---- DATA UNDER STUDY
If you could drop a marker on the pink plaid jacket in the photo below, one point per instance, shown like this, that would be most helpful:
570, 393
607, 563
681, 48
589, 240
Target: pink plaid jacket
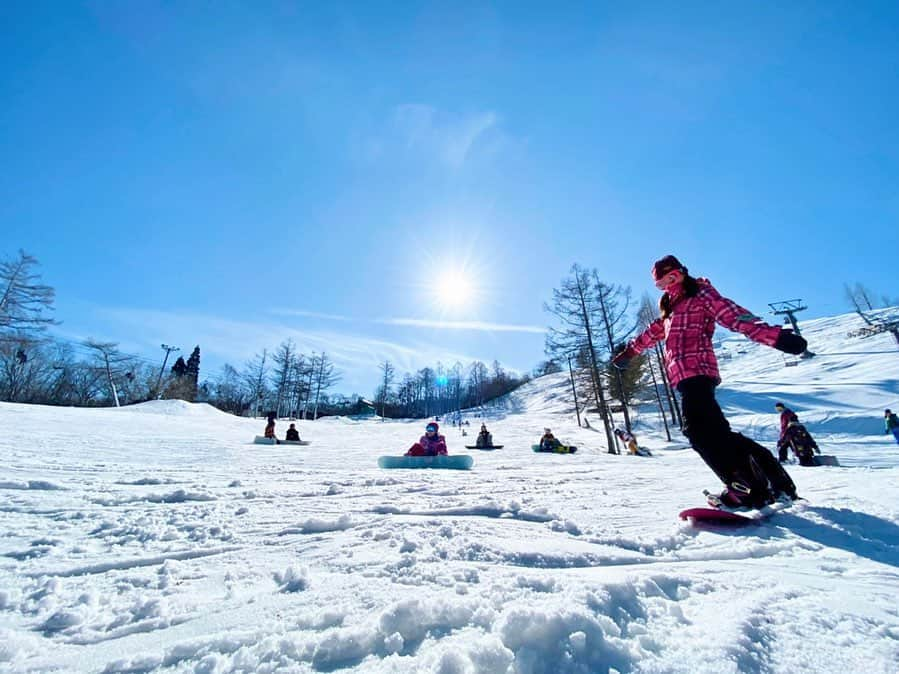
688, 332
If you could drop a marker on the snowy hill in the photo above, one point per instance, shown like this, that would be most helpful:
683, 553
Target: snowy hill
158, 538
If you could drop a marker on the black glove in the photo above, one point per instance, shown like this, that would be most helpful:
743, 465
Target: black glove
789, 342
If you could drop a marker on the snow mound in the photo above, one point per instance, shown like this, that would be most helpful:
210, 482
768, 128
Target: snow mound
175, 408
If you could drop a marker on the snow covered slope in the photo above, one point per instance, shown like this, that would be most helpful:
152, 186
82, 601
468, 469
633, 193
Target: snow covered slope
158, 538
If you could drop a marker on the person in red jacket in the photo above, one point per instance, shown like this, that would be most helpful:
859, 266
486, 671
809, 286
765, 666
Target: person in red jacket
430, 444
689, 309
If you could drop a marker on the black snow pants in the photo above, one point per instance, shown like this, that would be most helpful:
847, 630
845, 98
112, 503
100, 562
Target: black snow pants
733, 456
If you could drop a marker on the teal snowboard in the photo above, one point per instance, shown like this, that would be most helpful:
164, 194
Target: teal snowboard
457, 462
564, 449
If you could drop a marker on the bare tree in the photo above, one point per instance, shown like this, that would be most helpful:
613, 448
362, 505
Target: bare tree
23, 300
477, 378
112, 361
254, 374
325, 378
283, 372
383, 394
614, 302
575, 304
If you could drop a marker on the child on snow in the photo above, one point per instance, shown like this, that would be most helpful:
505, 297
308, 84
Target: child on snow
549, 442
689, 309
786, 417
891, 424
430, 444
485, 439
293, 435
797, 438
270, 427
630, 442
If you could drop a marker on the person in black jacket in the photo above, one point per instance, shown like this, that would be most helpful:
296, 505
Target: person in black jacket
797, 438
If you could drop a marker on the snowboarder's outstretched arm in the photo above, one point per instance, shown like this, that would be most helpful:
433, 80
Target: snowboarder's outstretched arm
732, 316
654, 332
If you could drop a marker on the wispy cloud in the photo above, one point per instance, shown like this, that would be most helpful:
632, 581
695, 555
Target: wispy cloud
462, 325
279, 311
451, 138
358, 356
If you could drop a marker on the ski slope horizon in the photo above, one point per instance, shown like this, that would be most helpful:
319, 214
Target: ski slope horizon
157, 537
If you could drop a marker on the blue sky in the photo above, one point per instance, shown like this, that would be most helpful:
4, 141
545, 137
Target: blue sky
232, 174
--------
TASK TO CARRY OUT: Nothing but the lines from the one containing "If you could drop a marker on the teal" through the last line of the data above should be given again, each exactly as it stands.

RESPONSE FOR THIS EXERCISE:
If you could drop a marker on the teal snowboard in the photo above, one point per instance, shown like this, that would be most helpful:
164, 194
Target: teal snowboard
457, 462
564, 449
If you could drop a marker on the bare tree in the photo above, one point per instance, shown like this, that would be most helpful:
613, 448
362, 505
Target: bare tree
23, 300
477, 378
112, 361
254, 374
325, 378
283, 372
383, 394
614, 302
575, 304
If you could drop a marker on the child on snow in the photo above, one point per instance, shown like this, that would be most helpful:
505, 297
308, 84
Target: child on snow
549, 442
689, 309
786, 417
891, 424
430, 444
485, 439
293, 435
797, 438
270, 427
630, 442
If you could drop a marker on the person in black jacket in the photo above, one point per instance, shown like this, that would be most helpful:
296, 505
Target: person in black jacket
797, 438
If you could drop a marker on the snowboarder's outstretched arm in the photo above, one point per instance, shown like this, that would be most helpful:
433, 80
Target: snowboarder's outstretched arm
732, 316
654, 332
If you could drop a marker on the wispy cloud in the photo above, one point per instance, shown like this, that would be most helpful:
632, 581
695, 555
Target: wispy cloud
462, 325
279, 311
451, 138
358, 356
If you could drop a marker on the ski slope horizon in the photo above, one point per instance, shown like this, that would be most helpful:
319, 214
Target: ski slope horizon
157, 537
If you could drop a marker on the blue sky in the photo above, one point per instance, shown like this, that would be most helpful:
4, 141
545, 137
Target: blue sky
232, 174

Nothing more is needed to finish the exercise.